PAGE EXCERPT:
# Unnamed Layout



## Catweasel (Nov 17, 2015)

Plan of the layout I'm building. Track is Peco Code 75, all switches are live frog apart from the small diamond. I took out the sector plate on the left side as it proved too short and now intend to run to a fiddle yard on the right side. Length is 10 feet x 4feet on 18" wide boards. DCC will be fitted for the track,possibly switches as well. Luckily I've got a dedicated railway room in the back garden. Comments are welcome of course. Thank you.


----------



## flyboy2610 (Jan 20, 2010)

Looks like a fun layout that should keep you busy.
Welcome to the forums!


----------



## Cycleops (Dec 6, 2014)

Welcome from one Brit to another! I thought I was the only one on that was into US railroads, I'm assuming it is such from the track plan. Looks great, the only comment I would make is the spurs look a bit short so they wont take many cars.

COLLECTED DATA:
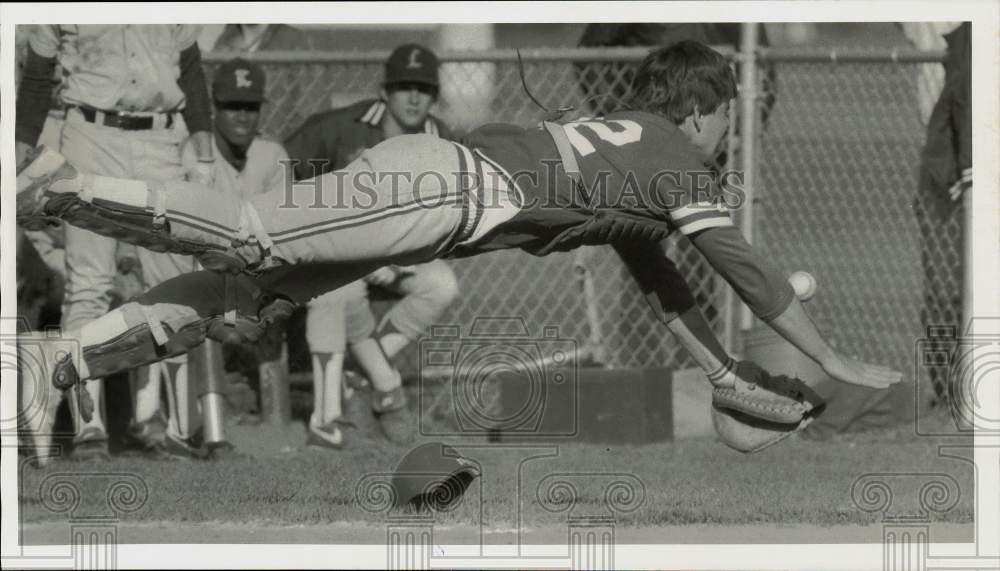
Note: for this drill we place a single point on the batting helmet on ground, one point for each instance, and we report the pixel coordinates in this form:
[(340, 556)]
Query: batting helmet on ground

INSTRUCTIONS:
1. Based on the model railway forum thread, do the following statements agree with it? Answer yes or no for each and quote the words that decide it. (a) The sector plate was removed because it turned out to be too short. (b) The planned fiddle yard will be on the left side of the layout. (c) One reply finds the spurs long enough to hold plenty of cars.
2. Write the next part of the model railway forum thread, picking up after its final reply.

ANSWERS BY TASK:
1.
(a) Yes: "I took out the sector plate on the left side as it proved too short"
(b) No: "now intend to run to a fiddle yard on the right side"
(c) No: "the spurs look a bit short so they wont take many cars"

2.
----------



## Catweasel (Nov 17, 2015)

The spurs do look a bit on the tight side but that will add to the challenge. The area on the top right I intend to have as a small loco maintenance area. US 'roads are a new departure for me. Previously, I've done 009, British industrial,16 mm narrow gauge and Gn15,so I thought it time to have a go. Love the loco's and sound is also playing a part. DCC is the way to go and I've got an NCE Powercab which I'm very pleased with. Did Warley last year and had a play with all the systems available. The only way to do it. I also enjoy fiddling with loco's,which is why I snapped up an Athearn Blue Box SD40-2 to play with. New motor,wheels and DCC sound are going to be thrown at the poor beast.


----------



## Cycleops (Dec 6, 2014)

You have to remember that US boxcars are 40 or 50' when planning. I too have the PowerCab, love it too. I also enjoy fiddling and putting sound in my locos. It may interest you to know if you're stuck for space the small 'sugar cube' speakers are capable of outperforming some the bigger stuff. I think some of the best value stock and locos come from Bachmann. I have a S4 which os a great runner with good detail too. I bought the non sound version and put a Tsunami in with a sugar cube, sounds great. Wish you luck.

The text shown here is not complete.